EXTRACTED DATA:
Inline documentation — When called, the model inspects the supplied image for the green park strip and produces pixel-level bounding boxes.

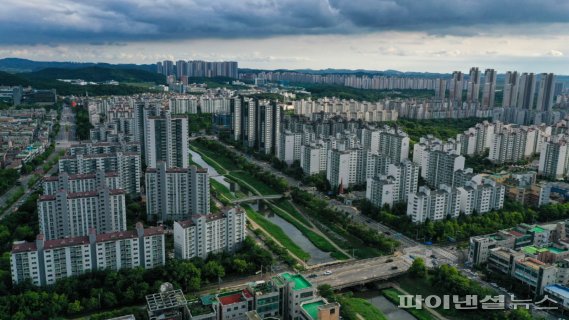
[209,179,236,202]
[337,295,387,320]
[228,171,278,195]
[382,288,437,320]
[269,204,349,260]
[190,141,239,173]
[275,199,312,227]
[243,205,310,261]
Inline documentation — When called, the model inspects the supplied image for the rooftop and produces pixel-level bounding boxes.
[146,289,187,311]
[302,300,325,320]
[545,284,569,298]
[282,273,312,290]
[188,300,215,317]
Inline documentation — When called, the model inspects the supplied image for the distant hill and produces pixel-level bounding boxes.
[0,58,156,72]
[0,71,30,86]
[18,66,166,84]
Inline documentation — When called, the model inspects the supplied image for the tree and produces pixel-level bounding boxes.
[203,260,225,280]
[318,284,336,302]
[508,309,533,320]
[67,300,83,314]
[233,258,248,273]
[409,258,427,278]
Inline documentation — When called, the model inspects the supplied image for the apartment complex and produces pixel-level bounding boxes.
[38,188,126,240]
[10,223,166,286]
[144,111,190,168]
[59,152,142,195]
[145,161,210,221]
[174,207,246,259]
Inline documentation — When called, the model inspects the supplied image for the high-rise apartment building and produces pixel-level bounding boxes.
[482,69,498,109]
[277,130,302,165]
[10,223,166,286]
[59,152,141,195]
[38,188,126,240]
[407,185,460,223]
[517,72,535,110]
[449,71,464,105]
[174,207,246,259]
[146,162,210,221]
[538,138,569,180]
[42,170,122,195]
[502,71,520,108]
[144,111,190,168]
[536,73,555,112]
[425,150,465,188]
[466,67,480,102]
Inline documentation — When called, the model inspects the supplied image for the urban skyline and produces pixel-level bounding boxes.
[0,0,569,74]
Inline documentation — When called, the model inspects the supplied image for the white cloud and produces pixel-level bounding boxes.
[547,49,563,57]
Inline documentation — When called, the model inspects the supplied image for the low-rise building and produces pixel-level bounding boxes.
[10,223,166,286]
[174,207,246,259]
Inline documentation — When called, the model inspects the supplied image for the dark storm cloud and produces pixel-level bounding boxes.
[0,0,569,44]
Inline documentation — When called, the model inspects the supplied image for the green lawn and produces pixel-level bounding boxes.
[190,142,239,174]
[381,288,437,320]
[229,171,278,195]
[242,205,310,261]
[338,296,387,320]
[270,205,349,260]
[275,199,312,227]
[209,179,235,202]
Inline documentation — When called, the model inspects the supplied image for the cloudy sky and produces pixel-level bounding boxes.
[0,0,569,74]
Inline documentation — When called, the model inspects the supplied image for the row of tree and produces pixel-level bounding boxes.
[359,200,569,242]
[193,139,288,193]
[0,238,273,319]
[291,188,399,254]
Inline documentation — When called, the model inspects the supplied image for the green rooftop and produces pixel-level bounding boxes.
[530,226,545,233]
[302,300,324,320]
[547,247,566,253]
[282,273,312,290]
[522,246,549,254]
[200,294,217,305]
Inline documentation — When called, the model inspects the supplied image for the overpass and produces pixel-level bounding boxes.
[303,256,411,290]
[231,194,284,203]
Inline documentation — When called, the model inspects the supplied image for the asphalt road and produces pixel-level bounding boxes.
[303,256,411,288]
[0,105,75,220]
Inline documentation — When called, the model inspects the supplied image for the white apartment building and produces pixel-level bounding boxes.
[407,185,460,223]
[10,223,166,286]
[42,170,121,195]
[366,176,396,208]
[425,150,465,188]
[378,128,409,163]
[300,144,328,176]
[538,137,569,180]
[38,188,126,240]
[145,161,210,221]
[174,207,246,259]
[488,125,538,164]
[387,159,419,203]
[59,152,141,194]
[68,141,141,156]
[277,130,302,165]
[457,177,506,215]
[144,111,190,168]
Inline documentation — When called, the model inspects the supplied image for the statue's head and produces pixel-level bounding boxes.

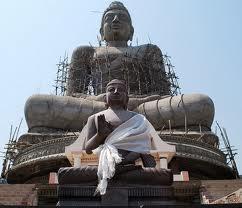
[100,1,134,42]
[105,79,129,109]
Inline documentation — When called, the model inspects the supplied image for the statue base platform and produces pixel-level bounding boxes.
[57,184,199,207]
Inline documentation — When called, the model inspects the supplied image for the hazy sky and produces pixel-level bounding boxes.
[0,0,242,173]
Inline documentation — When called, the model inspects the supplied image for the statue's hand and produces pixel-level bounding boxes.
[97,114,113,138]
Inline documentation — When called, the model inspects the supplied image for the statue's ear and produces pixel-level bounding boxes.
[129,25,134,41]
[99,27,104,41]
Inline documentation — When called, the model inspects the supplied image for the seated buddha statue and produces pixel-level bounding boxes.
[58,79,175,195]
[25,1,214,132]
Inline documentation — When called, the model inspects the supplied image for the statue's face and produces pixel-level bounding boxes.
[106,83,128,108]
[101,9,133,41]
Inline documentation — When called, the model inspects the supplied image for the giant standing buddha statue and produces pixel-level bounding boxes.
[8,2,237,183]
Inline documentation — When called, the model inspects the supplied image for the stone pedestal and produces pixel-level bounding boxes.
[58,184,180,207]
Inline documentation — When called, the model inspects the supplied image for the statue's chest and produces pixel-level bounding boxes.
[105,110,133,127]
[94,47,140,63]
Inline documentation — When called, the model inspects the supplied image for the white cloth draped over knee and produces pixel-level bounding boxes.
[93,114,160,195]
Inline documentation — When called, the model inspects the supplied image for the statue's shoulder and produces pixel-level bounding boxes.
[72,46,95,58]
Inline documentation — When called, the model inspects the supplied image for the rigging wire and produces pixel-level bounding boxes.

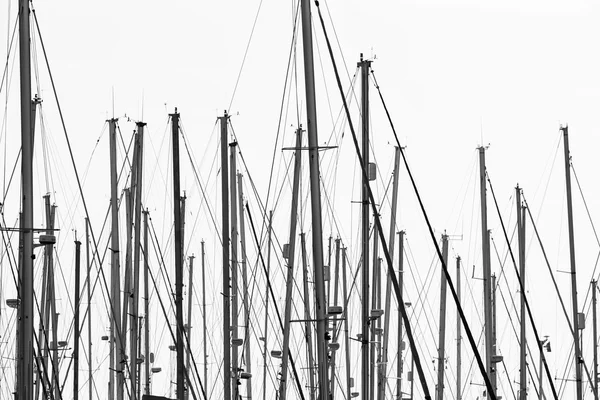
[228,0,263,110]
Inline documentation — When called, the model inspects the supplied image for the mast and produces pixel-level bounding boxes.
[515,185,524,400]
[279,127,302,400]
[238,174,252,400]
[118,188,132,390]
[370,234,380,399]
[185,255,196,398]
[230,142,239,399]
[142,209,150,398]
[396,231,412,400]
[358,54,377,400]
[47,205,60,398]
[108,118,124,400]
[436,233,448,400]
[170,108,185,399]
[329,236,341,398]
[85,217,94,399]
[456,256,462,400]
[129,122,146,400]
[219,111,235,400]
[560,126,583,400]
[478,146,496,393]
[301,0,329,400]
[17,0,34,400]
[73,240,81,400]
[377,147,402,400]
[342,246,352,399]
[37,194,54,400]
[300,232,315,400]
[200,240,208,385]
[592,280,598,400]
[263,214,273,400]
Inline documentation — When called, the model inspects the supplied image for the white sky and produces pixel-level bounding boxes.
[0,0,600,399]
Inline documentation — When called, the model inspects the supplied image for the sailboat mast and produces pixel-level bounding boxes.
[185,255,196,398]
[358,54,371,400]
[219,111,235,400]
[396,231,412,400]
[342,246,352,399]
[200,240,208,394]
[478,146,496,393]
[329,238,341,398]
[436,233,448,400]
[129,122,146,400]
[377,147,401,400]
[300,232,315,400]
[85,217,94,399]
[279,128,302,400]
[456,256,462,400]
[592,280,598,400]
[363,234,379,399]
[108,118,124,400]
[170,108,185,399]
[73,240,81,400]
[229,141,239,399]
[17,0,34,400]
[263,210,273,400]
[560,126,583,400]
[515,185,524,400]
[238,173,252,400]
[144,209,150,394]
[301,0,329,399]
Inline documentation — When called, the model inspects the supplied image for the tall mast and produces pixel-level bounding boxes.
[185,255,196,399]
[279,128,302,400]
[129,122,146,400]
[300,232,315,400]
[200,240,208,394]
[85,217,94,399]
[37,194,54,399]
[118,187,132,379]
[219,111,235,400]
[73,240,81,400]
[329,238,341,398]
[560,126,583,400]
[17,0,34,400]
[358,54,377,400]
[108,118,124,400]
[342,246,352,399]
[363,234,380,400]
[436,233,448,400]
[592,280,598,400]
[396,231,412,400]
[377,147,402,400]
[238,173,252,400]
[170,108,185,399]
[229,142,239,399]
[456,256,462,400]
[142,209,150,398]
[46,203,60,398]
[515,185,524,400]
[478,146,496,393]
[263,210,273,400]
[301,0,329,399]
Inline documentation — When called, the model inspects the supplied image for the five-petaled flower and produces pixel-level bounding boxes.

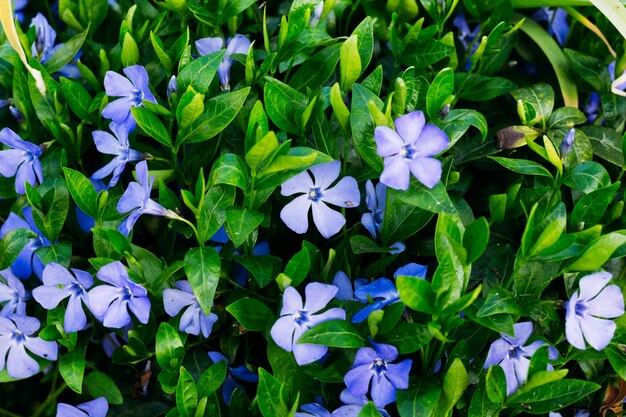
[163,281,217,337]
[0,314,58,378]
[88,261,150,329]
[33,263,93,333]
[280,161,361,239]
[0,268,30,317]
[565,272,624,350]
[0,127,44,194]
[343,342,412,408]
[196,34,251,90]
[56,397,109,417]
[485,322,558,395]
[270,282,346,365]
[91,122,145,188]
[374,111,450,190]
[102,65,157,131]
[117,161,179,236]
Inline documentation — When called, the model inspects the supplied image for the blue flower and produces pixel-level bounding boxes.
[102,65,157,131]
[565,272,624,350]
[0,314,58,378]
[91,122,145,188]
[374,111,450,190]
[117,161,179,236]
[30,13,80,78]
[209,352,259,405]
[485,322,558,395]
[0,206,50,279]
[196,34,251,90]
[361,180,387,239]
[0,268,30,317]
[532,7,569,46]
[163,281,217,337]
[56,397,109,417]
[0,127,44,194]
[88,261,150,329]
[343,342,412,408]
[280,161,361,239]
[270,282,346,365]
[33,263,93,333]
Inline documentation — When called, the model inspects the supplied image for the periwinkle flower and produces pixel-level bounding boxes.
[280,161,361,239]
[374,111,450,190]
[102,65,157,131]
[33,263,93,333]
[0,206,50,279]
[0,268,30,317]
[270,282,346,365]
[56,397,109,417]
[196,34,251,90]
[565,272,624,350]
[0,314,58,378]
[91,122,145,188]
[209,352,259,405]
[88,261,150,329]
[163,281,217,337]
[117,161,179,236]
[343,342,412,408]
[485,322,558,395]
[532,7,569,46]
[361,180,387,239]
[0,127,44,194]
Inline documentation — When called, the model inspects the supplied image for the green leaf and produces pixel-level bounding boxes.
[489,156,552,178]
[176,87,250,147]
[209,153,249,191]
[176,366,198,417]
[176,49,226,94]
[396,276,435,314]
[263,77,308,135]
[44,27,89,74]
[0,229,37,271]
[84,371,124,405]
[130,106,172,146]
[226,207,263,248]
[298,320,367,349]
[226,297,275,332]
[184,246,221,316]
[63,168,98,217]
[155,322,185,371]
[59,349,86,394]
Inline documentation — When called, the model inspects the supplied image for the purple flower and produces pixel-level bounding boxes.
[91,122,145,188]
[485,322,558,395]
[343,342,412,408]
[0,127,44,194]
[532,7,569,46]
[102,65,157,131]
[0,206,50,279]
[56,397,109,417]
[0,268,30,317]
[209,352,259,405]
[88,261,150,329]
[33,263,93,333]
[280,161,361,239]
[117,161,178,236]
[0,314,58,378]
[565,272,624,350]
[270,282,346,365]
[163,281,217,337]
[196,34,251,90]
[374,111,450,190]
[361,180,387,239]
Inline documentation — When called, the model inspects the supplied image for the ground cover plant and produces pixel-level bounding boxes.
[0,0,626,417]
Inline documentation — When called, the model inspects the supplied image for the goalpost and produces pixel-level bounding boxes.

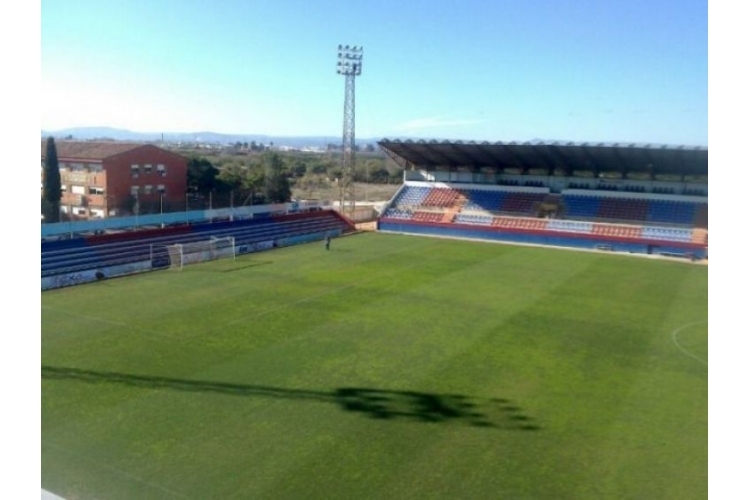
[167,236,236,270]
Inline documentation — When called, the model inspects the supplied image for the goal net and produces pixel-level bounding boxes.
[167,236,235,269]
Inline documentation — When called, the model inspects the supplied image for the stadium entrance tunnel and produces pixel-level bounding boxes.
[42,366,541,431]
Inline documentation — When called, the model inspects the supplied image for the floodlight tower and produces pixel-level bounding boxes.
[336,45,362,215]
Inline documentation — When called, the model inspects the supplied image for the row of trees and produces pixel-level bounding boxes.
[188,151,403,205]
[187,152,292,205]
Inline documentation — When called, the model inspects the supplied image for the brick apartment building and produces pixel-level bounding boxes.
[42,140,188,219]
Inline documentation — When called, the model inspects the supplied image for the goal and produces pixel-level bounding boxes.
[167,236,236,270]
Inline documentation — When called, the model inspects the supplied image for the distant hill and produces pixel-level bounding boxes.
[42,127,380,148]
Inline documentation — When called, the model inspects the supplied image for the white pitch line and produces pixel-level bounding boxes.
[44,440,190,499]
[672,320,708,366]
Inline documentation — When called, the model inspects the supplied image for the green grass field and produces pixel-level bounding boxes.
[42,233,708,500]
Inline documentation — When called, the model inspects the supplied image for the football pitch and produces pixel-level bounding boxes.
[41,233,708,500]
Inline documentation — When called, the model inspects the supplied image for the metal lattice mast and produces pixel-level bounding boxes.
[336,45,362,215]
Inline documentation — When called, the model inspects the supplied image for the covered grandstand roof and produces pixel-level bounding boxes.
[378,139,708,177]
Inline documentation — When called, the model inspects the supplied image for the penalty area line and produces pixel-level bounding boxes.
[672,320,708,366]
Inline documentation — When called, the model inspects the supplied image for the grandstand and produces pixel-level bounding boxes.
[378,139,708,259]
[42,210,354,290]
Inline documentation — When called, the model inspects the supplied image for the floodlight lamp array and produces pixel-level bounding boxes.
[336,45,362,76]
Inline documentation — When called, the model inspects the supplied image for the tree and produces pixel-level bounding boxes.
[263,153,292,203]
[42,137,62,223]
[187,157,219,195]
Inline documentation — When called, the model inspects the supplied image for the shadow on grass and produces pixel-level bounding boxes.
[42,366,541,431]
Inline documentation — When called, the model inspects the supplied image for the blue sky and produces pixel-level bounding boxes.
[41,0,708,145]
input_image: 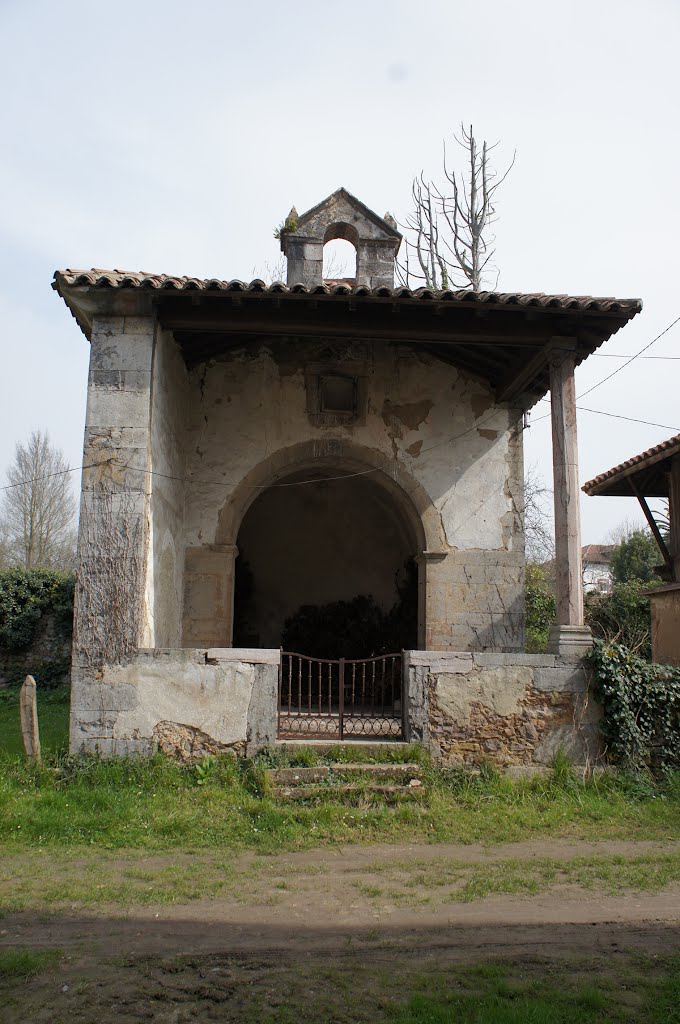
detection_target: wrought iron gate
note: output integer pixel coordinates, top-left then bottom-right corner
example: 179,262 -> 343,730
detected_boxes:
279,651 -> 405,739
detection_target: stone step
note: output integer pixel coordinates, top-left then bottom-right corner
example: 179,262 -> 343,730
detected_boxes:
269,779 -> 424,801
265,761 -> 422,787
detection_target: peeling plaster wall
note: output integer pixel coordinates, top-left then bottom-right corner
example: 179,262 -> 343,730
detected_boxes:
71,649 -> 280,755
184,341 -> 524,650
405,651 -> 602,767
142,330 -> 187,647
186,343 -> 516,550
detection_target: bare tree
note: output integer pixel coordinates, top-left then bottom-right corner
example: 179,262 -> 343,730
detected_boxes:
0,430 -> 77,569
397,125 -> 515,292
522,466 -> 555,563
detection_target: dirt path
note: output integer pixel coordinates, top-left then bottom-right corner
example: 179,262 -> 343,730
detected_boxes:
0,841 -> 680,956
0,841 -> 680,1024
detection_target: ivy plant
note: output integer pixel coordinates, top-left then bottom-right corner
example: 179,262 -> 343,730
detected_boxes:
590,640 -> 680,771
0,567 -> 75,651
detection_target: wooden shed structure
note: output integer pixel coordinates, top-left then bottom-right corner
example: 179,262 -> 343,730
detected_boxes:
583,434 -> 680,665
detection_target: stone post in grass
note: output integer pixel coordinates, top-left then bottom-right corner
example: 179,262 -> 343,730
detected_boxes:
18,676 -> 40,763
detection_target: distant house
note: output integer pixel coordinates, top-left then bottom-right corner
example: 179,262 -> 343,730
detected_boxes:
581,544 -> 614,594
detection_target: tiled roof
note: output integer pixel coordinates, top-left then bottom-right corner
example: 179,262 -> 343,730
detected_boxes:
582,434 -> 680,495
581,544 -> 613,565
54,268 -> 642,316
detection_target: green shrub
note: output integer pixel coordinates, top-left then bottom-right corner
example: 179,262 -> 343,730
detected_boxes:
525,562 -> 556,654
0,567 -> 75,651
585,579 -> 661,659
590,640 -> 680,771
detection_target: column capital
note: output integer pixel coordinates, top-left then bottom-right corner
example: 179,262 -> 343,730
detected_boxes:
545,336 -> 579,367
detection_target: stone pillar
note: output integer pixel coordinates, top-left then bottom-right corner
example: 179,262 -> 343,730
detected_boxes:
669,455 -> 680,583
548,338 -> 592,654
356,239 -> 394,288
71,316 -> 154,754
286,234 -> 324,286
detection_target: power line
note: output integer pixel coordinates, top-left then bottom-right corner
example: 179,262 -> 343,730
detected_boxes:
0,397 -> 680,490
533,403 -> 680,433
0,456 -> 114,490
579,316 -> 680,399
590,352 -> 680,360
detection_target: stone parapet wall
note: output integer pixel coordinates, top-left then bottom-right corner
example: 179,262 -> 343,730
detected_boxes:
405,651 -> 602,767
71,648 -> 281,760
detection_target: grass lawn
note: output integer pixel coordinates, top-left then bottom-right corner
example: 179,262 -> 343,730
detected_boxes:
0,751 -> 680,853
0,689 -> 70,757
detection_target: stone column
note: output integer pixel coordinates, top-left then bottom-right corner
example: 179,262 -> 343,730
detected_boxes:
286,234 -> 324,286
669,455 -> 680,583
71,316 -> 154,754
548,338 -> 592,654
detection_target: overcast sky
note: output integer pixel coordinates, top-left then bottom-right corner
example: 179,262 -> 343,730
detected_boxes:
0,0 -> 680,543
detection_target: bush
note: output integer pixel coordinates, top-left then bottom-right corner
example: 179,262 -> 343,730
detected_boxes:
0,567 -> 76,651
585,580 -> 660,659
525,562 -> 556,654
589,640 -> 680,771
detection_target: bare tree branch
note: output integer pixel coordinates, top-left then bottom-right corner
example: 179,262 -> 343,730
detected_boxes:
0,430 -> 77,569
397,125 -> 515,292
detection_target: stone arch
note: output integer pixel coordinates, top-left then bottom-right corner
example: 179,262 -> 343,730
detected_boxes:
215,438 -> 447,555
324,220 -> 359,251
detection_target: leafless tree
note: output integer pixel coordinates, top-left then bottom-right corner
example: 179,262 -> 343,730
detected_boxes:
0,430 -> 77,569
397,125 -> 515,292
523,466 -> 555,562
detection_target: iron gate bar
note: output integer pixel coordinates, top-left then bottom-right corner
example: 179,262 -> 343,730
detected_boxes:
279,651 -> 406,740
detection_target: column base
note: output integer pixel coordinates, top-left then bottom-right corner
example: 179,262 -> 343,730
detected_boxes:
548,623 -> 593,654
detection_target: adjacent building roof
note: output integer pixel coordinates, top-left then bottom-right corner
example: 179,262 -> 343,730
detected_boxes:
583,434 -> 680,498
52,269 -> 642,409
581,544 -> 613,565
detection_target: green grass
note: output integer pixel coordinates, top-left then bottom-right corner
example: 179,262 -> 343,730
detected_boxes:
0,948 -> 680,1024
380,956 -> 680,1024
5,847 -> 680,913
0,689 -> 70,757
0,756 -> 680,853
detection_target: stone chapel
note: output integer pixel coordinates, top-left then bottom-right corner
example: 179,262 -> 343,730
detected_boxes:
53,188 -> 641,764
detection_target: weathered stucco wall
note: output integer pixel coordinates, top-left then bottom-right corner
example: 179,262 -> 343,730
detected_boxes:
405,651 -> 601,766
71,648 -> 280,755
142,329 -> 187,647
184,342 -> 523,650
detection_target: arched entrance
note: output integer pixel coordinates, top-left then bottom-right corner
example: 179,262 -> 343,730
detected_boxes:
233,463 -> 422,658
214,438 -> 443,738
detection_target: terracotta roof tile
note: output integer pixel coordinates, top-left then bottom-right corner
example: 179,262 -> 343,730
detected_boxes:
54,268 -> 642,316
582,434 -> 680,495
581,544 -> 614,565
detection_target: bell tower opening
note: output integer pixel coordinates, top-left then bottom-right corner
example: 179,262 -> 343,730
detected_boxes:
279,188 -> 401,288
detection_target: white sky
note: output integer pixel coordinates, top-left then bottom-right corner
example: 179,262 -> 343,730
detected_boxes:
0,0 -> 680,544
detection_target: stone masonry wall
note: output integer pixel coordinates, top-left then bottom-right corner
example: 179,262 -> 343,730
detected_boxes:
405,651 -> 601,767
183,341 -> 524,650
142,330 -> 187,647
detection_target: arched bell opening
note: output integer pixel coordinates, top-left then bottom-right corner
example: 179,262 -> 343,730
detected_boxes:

SHORT PROBLEM: Substitute "low-growing plant" for "ground cover plant" in everything from the line containing "purple flower and produces pixel-level bounding boxes." down to the line containing "[0,0,626,417]", and write out those lines again with nothing else changed.

EXERCISE SOLUTION:
Inline documentation — When called, the model inspects the supplied image for the purple flower and produces pixel-level bounding boxes.
[91,122,145,188]
[485,322,558,395]
[343,342,412,408]
[0,127,44,194]
[532,7,569,46]
[102,65,157,131]
[0,206,50,279]
[56,397,109,417]
[0,268,30,317]
[209,352,259,405]
[88,261,150,329]
[33,263,93,333]
[280,161,361,239]
[117,161,178,236]
[0,314,58,378]
[565,272,624,350]
[270,282,346,365]
[163,281,217,337]
[196,34,251,90]
[374,111,450,190]
[361,180,387,239]
Inline documentation — When called, the model inspects the supplied image for the low-growing plant and produces pixel-level bounding boxes.
[0,0,626,417]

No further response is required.